RECORDS:
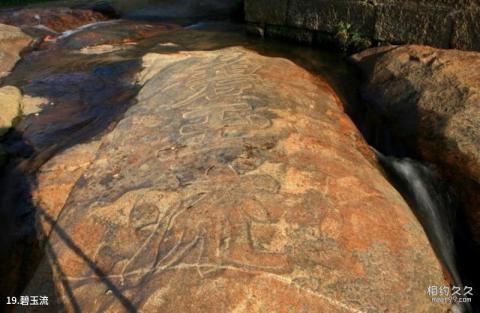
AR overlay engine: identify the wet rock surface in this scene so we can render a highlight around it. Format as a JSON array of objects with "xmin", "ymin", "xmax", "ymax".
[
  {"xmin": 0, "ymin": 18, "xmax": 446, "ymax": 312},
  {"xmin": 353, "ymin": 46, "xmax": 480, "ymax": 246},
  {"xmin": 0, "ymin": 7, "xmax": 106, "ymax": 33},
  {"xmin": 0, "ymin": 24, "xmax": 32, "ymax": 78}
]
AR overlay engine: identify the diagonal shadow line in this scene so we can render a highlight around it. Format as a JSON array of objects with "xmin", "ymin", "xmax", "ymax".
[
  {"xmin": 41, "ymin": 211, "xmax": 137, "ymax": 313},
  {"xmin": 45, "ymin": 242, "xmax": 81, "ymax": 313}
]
--
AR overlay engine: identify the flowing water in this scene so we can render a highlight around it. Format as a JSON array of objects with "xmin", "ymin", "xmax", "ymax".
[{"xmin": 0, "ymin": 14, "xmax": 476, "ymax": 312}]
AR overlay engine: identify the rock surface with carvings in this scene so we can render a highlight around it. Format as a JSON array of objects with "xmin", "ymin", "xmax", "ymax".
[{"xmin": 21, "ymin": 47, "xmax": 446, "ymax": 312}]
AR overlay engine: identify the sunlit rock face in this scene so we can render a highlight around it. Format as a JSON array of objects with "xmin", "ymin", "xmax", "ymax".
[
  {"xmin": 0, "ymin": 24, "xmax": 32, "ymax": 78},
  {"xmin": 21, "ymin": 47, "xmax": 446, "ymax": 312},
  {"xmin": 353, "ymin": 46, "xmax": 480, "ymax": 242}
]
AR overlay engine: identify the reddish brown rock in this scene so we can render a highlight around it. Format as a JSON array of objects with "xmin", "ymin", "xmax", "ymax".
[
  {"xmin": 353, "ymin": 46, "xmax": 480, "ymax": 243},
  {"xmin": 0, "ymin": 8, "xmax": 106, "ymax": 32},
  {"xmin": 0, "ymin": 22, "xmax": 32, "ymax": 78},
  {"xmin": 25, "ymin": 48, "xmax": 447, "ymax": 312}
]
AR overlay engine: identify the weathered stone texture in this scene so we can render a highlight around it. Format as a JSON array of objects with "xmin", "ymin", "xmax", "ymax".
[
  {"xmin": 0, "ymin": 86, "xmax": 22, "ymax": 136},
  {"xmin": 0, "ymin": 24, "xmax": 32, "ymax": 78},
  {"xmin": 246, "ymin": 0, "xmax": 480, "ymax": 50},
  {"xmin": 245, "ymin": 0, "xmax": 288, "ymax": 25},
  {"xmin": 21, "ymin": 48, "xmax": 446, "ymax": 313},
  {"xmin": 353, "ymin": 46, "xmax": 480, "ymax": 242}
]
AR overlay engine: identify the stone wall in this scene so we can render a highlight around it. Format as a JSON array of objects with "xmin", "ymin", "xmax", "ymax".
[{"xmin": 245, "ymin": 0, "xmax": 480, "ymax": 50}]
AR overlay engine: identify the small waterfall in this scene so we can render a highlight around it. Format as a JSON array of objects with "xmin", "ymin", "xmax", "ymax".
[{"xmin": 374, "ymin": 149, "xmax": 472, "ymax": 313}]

REQUIREMENT: Report each line of the material above that contains the word "this", copying every such line in full.

COMPLETED TASK:
AR overlay engine: identify the wet rock surface in this scene so we can render a highlight around it. Format as a JSON array of objects with "xmin", "ymin", "xmax", "ymax".
AR overlay engine: identify the diagonal shadow line in this scene so we can render a highlight around it. Format as a JSON array of objects with "xmin", "ymin", "xmax", "ymax".
AR overlay engine: identify the flowing water in this scene so we can render a highlight around it. Format as a JSON array of objects with "xmin", "ymin", "xmax", "ymax".
AR overlay engine: identify the rock surface with carvings in this scene so we can render a highlight around it. Format as a JSON array of objects with "xmin", "ymin", "xmax", "ymax".
AR overlay engine: identify the sunlit rock face in this scene so we can render a highlight around it. Format as a JSON array of objects with "xmin", "ymin", "xmax", "ymax".
AR overlay engine: identify the reddish brown rock in this scene so we can render a highlight around it. Format as a JSON array of objects with "xmin", "ymin", "xmax", "ymax".
AR overlay engine: identify the weathered stone texture in this scene so we can render a highlight around it. Format as a JSON array of objects with "xmin", "ymin", "xmax", "ymax".
AR overlay engine: identify the stone wall in this scene so we can render a highlight around it. Format as a JSON array of objects with "xmin", "ymin", "xmax", "ymax".
AR overlay engine: identify the small waterfall in this scene so we can render a highlight around it. Format as a JSON array of objects with "xmin", "ymin", "xmax", "ymax".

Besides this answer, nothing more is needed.